> [Dokument]:
__________

Die Europäische Union – eine schlechte Kulturmarke?

Es mag zunächst befremdlich anmuten, wenn die Europäische Union als Kulturmarke betrachtet wird. Ich finde jedoch einen profanen Marketingblick ganz hilfreich, um die gegenwärtigen Identitäts- und Akzeptanzprobleme der Union zu verstehen. Er fokussiert sich auf das Gesamtbild, das die EU von sich vermittelt – aber damit auch auf die Stimmigkeit ihrer Strukturen und ihres Handelns.

Identitäts- und Akzeptanzprobleme von politischen Systemen werden gerne mit grundlegenden Werten, Verständnisse und Orientierungen, wie christliche Werte, Patriotismus, Solidarität, Gleichheit oder individuelle Freiheit in Verbindung gebracht. Aber das ist irreführend. Die modernen westlichen Gesellschaften sind viel zu offen, diversifiziert und vielschichtig als dass man sie noch als Gemeinschaften von Werten, Kultur und Interessen verstehen kann. Tiefgreifende Konflikte über Werte, zum Beispiel zwischen christlichen und säkularen Werten, zwischen liberalen und autoritären politischen Kulturen oder zwischen Nationalisten und Europäern gehören längst zum Alltag der europäischen Länder und natürlich auch der EU und sind zudem kurzfristig nicht lösbar. Sie sind Teil der Identität der westlichen Gesellschaften, die man ja deshalb ja auch als pluralistische Gesellschaften bezeichnet. Das gleiche gilt noch viel mehr für Interessenkonflikte.

Das Markenkonzept hebt auf etwas ganz anderes, viel Profaneres ab, nämlich auf das Bild von Produkten, Unternehmen, Organisationen und Orten, das durch die alltäglichen Erfahrungen und Kommunikation von Menschen gebildet wird und sich allmählich verselbständigt. Ein Marke ist ein unverwechselbares positives Image eines Objektes, also etwa eines Produktes oder einer Region, mit dem sich dieses von konkurrierenden Objekten unterscheidet. In diesem Sinne wäre also die Marke EU ein positives Image mit dem sich diese bei Bürgerinnen und Bürger von Nationalstaaten oder bei Investoren und kreativen Menschen von anderen Staaten abhebt.

Die EU ist jedoch nicht nur eine Marke, wie etwa ein Unternehmen, sondern wirklich eine Kulturmarke. Sie ist ein großes kulturelles Projekt der Bildung einer Nation jenseits der Nationalstaaten. Sie startete als eine große Idee eines friedlichen, vielfältigen, toleranten und solidarischen Europas. Ihre ideologische Grundlage war die europäische Aufklärung und der kontinentaleuropäische Liberalismus. Das Projekt EU war getragen von dem Narrativ eines zusammenwachsenden Europas, das durch politische Integration an wirtschaftlicher Leistungsfähigkeit gewinnt, seinen Bewohnern einen hohen Lebensstandard bieten kann und sich dadurch dem großen Ziel der politischen Integration weiter nähert. Zu diesem Projekt gehörte auch eine spezifische politische Konsenskultur – die politischen Eliten Europas gestalten eine starke Union im Konsens.

__________

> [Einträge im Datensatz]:
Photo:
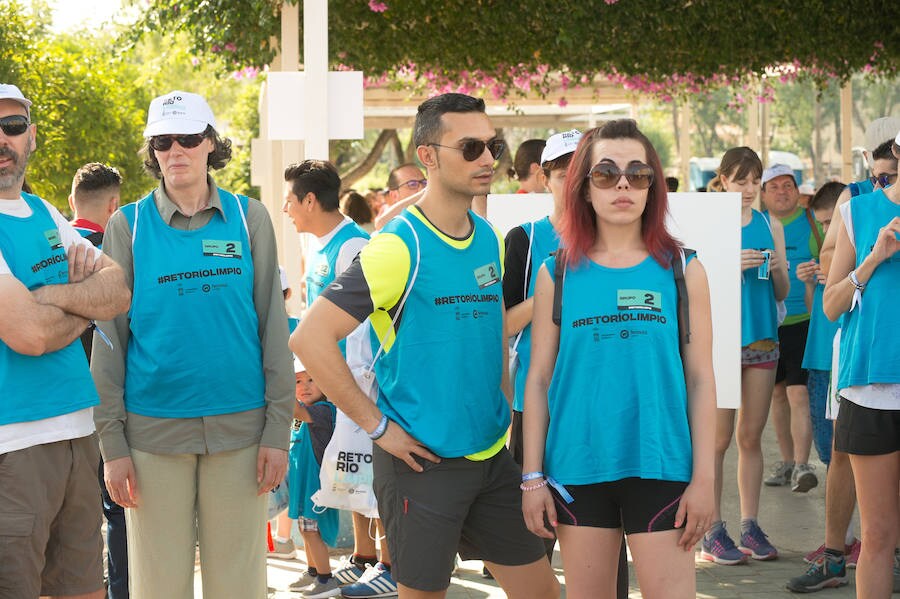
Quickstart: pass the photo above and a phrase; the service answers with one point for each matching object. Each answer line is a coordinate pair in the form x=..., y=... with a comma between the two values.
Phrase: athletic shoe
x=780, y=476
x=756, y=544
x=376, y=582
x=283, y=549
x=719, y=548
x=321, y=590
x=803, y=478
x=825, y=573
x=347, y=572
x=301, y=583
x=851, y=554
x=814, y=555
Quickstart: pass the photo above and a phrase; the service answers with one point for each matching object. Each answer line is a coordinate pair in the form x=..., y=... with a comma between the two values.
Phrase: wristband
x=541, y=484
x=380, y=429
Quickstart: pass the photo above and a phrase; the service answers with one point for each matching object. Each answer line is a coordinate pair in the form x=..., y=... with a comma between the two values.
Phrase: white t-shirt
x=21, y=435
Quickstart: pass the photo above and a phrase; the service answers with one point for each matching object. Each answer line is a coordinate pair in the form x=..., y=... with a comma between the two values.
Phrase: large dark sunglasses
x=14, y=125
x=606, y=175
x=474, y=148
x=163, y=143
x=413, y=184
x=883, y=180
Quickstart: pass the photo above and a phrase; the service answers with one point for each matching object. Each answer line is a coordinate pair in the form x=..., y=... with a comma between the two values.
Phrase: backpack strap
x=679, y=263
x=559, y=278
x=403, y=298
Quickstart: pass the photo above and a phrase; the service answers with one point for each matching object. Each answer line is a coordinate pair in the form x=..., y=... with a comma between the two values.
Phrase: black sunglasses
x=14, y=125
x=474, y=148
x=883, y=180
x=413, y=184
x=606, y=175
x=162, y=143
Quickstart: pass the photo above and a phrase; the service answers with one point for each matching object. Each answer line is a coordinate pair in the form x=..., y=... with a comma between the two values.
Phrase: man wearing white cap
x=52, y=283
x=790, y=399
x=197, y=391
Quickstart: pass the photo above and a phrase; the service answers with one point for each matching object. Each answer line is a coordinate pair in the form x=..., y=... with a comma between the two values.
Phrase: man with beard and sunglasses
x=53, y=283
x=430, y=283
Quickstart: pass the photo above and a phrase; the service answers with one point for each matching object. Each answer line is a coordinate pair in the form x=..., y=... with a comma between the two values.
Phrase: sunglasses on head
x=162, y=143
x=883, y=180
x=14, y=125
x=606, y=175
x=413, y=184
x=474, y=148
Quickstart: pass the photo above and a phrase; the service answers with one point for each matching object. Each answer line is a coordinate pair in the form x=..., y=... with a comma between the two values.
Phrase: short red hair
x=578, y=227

__________

Können Sie aus dem Text über die EU als Kulturmarke die Stelle wortgetreu wiedergeben, beginnend mit „Das Markenkonzept hebt“ und weiter bis einschließlich „anderen Staaten abhebt.“? Die Datensätze haben keinen Bezug zum Text über die EU als Kulturmarke.

> [Schriftliche Antwort]:
Das Markenkonzept hebt auf etwas ganz anderes, viel Profaneres ab, nämlich auf das Bild von Produkten, Unternehmen, Organisationen und Orten, das durch die alltäglichen Erfahrungen und Kommunikation von Menschen gebildet wird und sich allmählich verselbständigt. Ein Marke ist ein unverwechselbares positives Image eines Objektes, also etwa eines Produktes oder einer Region, mit dem sich dieses von konkurrierenden Objekten unterscheidet. In diesem Sinne wäre also die Marke EU ein positives Image mit dem sich diese bei Bürgerinnen und Bürger von Nationalstaaten oder bei Investoren und kreativen Menschen von anderen Staaten abhebt.